Task to complete: Each line of the entries below that holds "tree" is needed, copied in full.

Entries provided:

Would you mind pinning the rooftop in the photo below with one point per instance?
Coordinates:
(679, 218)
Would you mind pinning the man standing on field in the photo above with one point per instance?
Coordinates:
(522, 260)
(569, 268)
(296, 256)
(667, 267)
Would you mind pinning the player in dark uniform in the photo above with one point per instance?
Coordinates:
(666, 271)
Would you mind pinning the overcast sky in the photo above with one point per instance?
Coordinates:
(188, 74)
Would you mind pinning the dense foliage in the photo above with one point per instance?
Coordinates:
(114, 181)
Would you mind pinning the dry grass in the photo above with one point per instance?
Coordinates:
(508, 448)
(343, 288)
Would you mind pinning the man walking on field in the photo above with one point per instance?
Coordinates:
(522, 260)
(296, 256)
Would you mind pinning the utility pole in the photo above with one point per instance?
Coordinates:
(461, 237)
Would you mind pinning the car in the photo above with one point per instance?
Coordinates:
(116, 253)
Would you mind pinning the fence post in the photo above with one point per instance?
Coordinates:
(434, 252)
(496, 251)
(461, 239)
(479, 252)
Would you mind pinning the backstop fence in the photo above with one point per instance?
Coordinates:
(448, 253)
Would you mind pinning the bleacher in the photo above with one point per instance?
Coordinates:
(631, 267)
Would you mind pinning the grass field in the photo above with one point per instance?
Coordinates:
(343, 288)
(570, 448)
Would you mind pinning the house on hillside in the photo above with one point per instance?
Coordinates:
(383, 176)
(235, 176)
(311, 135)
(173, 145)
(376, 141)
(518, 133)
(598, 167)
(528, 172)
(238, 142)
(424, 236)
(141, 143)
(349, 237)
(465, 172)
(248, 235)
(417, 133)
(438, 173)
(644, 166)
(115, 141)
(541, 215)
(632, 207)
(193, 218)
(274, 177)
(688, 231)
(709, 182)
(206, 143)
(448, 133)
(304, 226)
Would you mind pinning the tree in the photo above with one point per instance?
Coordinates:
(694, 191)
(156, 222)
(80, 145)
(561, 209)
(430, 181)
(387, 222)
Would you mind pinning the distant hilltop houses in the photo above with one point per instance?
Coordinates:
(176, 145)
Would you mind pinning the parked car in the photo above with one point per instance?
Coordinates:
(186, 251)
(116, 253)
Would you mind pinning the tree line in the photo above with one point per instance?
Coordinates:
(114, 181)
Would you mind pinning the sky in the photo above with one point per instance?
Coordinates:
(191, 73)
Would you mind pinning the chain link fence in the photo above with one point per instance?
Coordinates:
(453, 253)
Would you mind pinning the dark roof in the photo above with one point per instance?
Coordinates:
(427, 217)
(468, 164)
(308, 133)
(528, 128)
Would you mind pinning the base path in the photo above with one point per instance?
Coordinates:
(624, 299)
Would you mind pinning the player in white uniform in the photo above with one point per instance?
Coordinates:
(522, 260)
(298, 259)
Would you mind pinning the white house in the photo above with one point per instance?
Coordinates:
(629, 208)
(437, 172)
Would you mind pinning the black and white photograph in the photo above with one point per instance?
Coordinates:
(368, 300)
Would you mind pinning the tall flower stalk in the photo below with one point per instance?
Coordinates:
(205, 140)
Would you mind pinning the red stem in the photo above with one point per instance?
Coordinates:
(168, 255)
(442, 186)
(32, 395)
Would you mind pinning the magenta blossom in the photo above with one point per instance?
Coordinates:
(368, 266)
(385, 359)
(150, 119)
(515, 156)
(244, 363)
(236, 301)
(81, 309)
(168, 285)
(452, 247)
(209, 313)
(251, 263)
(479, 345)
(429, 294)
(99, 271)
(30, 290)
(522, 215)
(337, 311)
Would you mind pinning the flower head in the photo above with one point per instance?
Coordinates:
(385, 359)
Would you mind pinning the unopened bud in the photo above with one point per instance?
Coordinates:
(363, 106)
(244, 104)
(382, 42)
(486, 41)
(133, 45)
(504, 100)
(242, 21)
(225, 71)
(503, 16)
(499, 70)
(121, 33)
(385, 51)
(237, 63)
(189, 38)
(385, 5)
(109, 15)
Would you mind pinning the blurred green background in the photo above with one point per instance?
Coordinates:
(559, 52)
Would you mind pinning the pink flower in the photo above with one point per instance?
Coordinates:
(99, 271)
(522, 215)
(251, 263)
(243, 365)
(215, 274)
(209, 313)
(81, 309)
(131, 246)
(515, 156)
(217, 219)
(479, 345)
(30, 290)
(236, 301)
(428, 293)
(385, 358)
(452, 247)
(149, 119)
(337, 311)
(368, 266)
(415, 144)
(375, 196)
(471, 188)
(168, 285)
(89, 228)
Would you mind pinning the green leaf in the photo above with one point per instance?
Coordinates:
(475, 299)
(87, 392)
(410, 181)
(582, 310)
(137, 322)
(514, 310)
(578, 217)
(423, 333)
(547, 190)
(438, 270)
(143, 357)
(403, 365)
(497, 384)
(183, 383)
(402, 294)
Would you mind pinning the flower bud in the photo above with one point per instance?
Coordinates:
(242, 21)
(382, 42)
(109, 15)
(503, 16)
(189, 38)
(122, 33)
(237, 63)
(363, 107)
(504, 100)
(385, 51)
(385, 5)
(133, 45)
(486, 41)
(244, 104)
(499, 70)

---

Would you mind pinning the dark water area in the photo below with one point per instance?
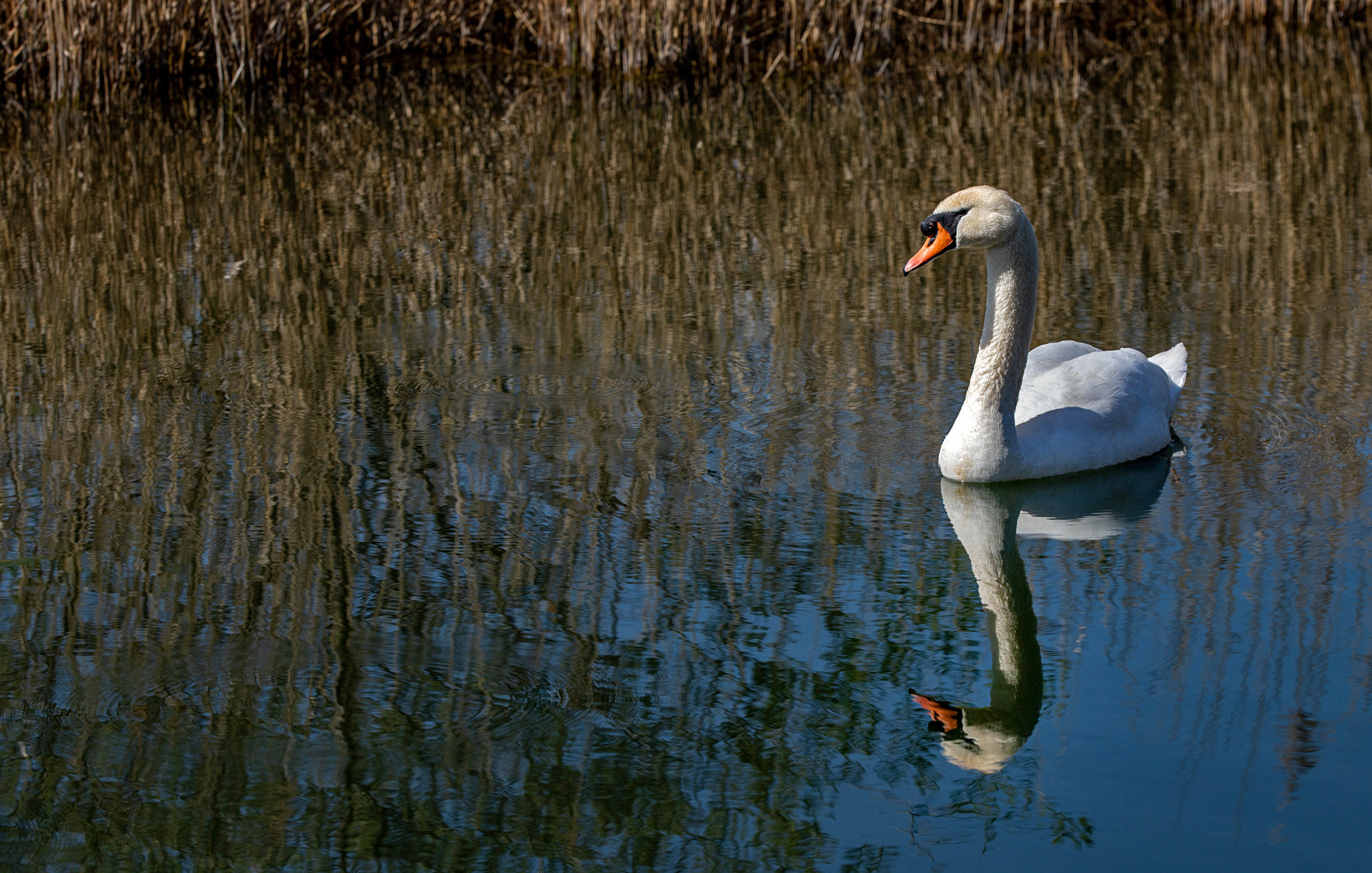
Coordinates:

...

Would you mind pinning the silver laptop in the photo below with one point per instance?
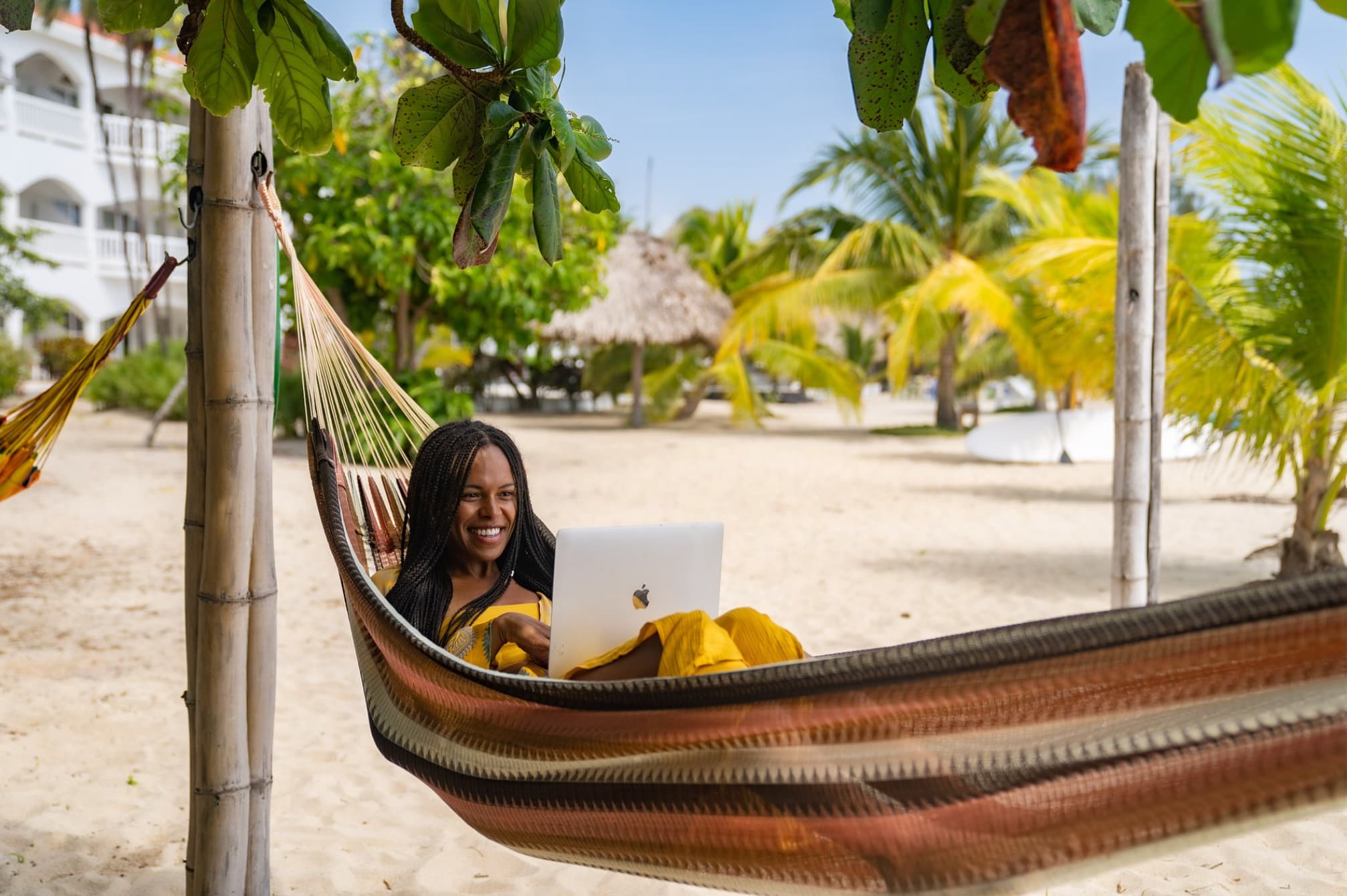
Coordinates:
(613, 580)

Your solution:
Would you mind pinning the tree in the photo above with one point per instance?
Would you mind pinning the tree line in the photo above with one point per instance?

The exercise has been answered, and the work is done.